*Work item*: Search the entries for the line containing "Query: girl's hand". Repeat it, then every line after it, exactly through the final line.

(Dataset records)
* * *

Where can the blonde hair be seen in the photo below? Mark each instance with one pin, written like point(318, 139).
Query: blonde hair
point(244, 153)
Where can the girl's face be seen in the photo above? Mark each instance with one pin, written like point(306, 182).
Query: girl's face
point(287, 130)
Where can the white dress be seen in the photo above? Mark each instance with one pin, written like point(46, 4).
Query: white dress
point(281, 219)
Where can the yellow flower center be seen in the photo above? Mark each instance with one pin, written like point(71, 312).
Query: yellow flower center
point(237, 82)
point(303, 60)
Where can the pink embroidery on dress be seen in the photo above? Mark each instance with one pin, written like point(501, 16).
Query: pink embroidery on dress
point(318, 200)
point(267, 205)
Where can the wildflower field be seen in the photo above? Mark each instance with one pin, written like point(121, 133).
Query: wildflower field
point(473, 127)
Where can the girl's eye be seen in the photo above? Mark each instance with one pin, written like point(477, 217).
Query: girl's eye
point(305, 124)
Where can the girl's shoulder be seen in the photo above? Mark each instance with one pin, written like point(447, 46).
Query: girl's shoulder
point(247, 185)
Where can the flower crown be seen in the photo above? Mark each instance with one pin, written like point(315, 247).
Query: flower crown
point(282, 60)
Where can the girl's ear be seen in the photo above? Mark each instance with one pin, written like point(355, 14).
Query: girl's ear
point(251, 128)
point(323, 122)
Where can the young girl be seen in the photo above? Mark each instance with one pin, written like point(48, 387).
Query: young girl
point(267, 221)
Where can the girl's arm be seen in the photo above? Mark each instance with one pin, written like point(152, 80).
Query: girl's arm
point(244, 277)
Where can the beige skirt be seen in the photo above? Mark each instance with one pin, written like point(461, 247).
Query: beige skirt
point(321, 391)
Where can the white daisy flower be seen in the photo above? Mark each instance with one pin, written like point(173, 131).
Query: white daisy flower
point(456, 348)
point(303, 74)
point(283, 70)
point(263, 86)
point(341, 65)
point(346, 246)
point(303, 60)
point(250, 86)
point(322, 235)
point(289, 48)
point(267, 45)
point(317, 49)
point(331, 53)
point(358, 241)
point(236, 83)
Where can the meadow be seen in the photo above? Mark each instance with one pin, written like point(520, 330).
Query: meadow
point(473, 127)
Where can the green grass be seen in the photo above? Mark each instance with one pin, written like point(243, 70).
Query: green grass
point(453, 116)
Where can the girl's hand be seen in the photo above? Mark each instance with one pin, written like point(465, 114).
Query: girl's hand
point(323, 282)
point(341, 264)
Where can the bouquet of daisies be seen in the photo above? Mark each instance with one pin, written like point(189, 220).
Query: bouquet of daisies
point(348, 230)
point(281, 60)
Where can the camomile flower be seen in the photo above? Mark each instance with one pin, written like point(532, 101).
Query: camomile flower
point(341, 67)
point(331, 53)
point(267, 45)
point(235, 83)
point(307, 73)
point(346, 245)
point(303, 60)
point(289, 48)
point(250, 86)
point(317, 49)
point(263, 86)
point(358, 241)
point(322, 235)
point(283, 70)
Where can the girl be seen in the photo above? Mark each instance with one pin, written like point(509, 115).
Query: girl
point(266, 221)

* * *

*Finished exercise*:
Query: girl's hand
point(323, 282)
point(341, 264)
Where can the bouquet of daisies be seen in the photo above? Mark each instance with one pin, written like point(189, 220).
Query: bouquet of daisies
point(348, 230)
point(281, 60)
Where can the camomile flower be seen in the photo above? Mark each instance with one pin, written like point(532, 101).
Query: camomile flower
point(341, 67)
point(331, 53)
point(267, 45)
point(235, 83)
point(307, 73)
point(346, 245)
point(303, 60)
point(289, 48)
point(250, 86)
point(317, 49)
point(263, 86)
point(358, 241)
point(322, 235)
point(283, 70)
Where can the girl be seen in the photo above? Mark each instance with one pin, written like point(509, 115).
Query: girl
point(266, 221)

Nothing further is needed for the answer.